◆ WORK INSTRUCTION: The entries must be set down again word for word; no pictures belong in the copy.

[MATERIAL FOR THE TASK — start]

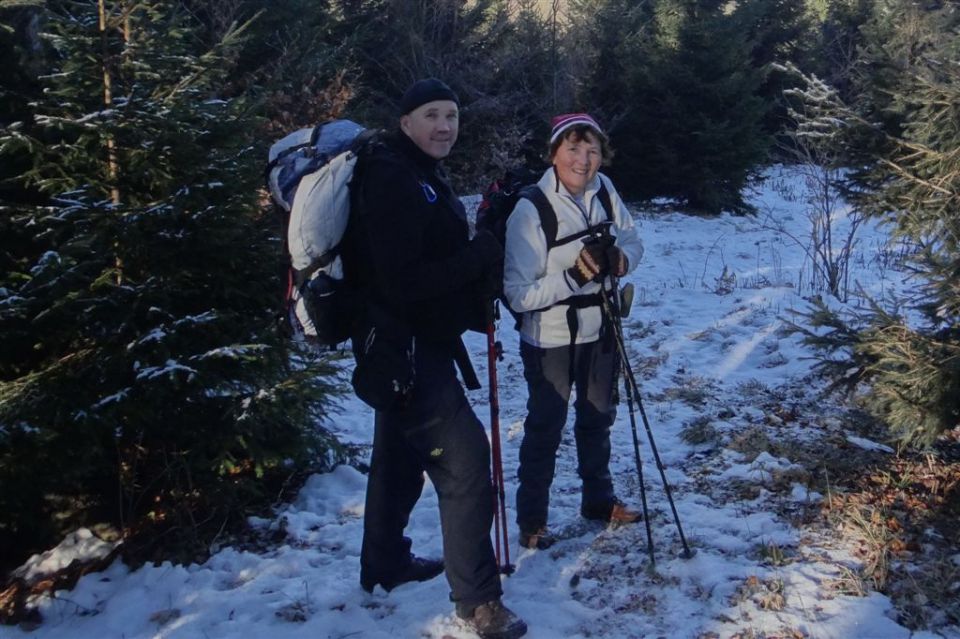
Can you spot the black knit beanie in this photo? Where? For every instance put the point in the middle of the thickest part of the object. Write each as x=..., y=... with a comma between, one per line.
x=423, y=91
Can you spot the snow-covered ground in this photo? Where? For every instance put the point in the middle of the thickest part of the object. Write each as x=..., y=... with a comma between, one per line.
x=707, y=348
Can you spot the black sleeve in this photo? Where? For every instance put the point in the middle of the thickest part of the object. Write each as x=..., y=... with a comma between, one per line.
x=393, y=221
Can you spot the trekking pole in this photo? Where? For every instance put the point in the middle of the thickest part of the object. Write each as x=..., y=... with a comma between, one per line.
x=631, y=382
x=633, y=431
x=500, y=501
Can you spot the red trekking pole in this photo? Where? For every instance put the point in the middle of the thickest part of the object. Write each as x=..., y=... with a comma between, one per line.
x=494, y=352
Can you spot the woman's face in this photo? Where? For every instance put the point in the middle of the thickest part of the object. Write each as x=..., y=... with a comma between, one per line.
x=577, y=161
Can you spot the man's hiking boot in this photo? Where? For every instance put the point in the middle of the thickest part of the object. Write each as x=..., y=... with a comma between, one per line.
x=419, y=569
x=539, y=539
x=493, y=620
x=614, y=512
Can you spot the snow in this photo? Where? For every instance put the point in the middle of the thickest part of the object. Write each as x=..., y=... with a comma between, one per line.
x=700, y=351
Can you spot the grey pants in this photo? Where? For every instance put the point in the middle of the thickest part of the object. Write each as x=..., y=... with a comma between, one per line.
x=550, y=374
x=437, y=433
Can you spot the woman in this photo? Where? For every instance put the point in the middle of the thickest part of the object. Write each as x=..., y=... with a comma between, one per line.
x=554, y=274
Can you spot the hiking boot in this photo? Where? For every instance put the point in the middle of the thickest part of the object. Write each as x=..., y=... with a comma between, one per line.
x=419, y=569
x=614, y=512
x=493, y=620
x=539, y=539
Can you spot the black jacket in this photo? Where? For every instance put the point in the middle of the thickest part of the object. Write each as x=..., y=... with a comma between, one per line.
x=410, y=245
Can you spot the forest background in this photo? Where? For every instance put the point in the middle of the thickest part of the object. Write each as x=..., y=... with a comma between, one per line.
x=145, y=388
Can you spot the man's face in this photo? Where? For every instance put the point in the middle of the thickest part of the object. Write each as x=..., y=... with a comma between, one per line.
x=433, y=127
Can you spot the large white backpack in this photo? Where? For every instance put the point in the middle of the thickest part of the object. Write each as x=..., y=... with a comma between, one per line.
x=308, y=175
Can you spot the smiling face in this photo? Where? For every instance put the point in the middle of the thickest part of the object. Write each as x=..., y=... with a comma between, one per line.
x=433, y=127
x=577, y=159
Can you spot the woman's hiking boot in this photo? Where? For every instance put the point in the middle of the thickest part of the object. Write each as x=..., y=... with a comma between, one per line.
x=419, y=569
x=613, y=512
x=493, y=620
x=539, y=539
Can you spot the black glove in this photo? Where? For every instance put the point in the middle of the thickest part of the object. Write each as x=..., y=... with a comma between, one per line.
x=618, y=262
x=487, y=251
x=591, y=264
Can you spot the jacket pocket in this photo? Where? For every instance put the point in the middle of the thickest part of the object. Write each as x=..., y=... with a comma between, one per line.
x=384, y=375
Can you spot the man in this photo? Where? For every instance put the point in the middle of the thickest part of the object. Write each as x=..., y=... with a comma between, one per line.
x=412, y=254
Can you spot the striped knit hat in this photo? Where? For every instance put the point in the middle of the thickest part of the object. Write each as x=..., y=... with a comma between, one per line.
x=563, y=122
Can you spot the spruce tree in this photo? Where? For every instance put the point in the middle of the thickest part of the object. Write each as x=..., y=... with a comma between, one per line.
x=695, y=128
x=147, y=387
x=909, y=177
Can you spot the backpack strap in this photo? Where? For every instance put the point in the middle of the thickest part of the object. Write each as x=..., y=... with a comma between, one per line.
x=548, y=217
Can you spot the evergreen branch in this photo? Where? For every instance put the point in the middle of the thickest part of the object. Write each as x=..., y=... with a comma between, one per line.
x=209, y=59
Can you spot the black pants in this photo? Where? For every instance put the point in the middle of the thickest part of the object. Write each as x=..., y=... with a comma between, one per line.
x=439, y=433
x=548, y=372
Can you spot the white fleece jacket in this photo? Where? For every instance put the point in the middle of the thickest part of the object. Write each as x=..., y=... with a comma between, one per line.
x=534, y=278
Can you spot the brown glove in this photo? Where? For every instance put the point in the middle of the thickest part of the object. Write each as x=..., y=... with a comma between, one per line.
x=591, y=265
x=618, y=262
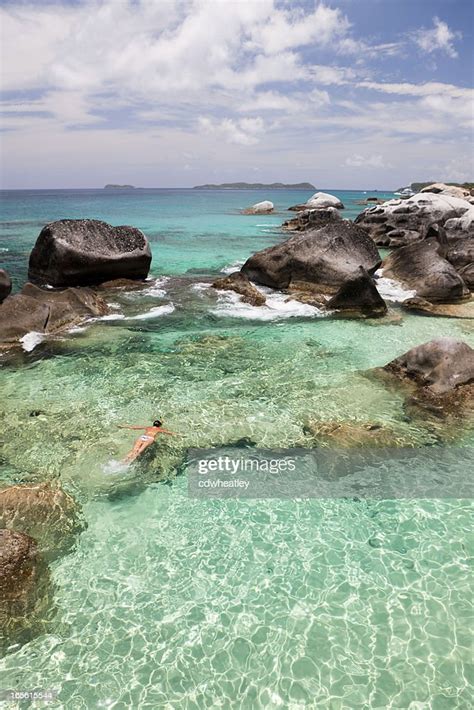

[MATERIAL FOR THE TASK — finish]

◆ EXERCISE OUTPUT:
Can you spot the black knit beanie in this photo? Where? For every instance put the point in the middle of the thickest part of the object. Write each as x=..., y=... with a comma between, one per line.
x=423, y=91
Can you spot the snow-covered ground in this photo? Where? For every instance put the point in the middle of the thickest part of the object. Write each as x=..., y=... with a comma between, one per line.
x=707, y=348
Can you spot the black sleeve in this photo? Where? For every instance put the point in the middle of the thickest part of the object. Write each as x=..., y=... with a comma between, one per line.
x=393, y=221
Can you spot the trekking pole in this photo? Where? For every instance put the point in the middle of the thickest part of the object. Write each as x=..., y=... with a comma between, one per line.
x=631, y=382
x=633, y=431
x=500, y=501
Can you spot the red trekking pole in this photo? Where? For every instance put the point in the middle of the thickest part of the object. Write each as x=..., y=... with a comma between, one per line.
x=494, y=352
Can you spot the woman's face in this photo? Where? For every instance put the point in the middle of the thickest part of the object. Write each as x=..., y=... with a comma between, one per line.
x=577, y=161
Can you spot the man's hiking boot in this photo? Where? For every instance put the point in the middle of the thickest part of the object. Write each as x=..., y=... with a comma between, one per line.
x=419, y=569
x=539, y=539
x=493, y=620
x=614, y=512
Can you spot the snow in this photo? Where? For every instance put the point in the middle of the thickest part of the object. Write each as x=..., y=... with a comma between, one per line.
x=700, y=351
Can you spot the grey pants in this photo? Where? For every instance put the point in the middle of the thickest part of the object. Write each as x=..., y=... with a comma between, one per line.
x=550, y=374
x=437, y=433
Can you spot the woman in this photo? Where? For every instance put the point in the middle of the thickest part of the object. Write each as x=..., y=... with a comma between, one per line.
x=554, y=274
Can you spot the hiking boot in this photo? Where? For every instance put the point in the middle of the thickest part of the object. Write each as x=..., y=... with a comma between, one per line.
x=419, y=569
x=614, y=512
x=493, y=620
x=539, y=539
Can you spot the black jacket in this photo? Where? For every instance put the point in the middle of the thickest part of the object. Write each as x=..., y=... with a comma between, one per line.
x=410, y=245
Can you spot the forest background in this photo? Where? For every instance put the point in the middle of the thickest part of the object. Write each as x=..., y=... with a comma between, one per line.
x=145, y=388
Can you spot the man's face in this photo? Where? For every instance put the point in the middle of the thickest part of the object. Write each as x=..., y=... with a comma between, one per line.
x=433, y=127
Can you spot the large white backpack in this photo? Where? For every instance put the point in the middle of the thickest part of the object. Write each as x=..., y=... with a comma between, one per line.
x=308, y=175
Can you spot the smiling face in this photo? Where? For every instance put the point in the middle of the thickest part of the object. Write each as x=..., y=... with a comma between, one per line.
x=433, y=127
x=577, y=159
Can you spot the woman's hiking boot in this photo? Where? For every instance put the point in the middle of the thickest part of the object. Write each as x=..., y=... with a comma between, one per line.
x=419, y=569
x=613, y=512
x=493, y=620
x=539, y=539
Can you spot the black glove in this photo? Where? For every instance put the point in the middle of the thickest part of the object. Write each as x=..., y=... with a comma between, one per line.
x=618, y=262
x=487, y=251
x=591, y=264
Can you spot the jacket pocket in this photo? Where? For every instance put the point in the middle of the thickest part of the object. Write each as x=..., y=... with a comma between, one per line.
x=384, y=375
Can you spot the man in this photo? Where? For every instance put the point in the middle of the thickest part of the object. Write each as x=..., y=... with a comma between, one per line.
x=412, y=254
Can you spot the striped knit hat in this photo? Where? For every instance put the point in the middle of the thickest part of the object. Write each as x=..., y=... with a comma between, one per line.
x=563, y=122
Can you spot the spruce tree in this photo? Where? For every instance put the point in the middle of the thickest part of the object. Write each as x=..., y=... with a comma between, one per line.
x=695, y=128
x=147, y=387
x=909, y=177
Can you spot the backpack strap in this photo? Where? For every instance put the point in the middle of the thickest part of the object. Write each as x=..., y=... with a comma between, one per line.
x=548, y=217
Can you spot the evergreen branch in this photo? Where? For every instance put the point in the middle of the thickest part of the object. Write each as x=..., y=... with a comma between, one per line.
x=209, y=59
Can you spot the black pants in this photo? Where? For every instance put the point in the middle of the thickest part of the object. Write each as x=..., y=... with a comma between, one per line.
x=439, y=433
x=548, y=372
Can you spot the white fleece jacket in this photo? Where? For every instance put the point in the middle of the thickest part of the object. Write each as x=..., y=... with a comma between, one per line.
x=534, y=278
Can you spot the brown glove in this photo? Where? For every instance put the point in the middle of the thickest part of the object. Write each as x=..., y=... with a comma between, one per line.
x=591, y=265
x=618, y=262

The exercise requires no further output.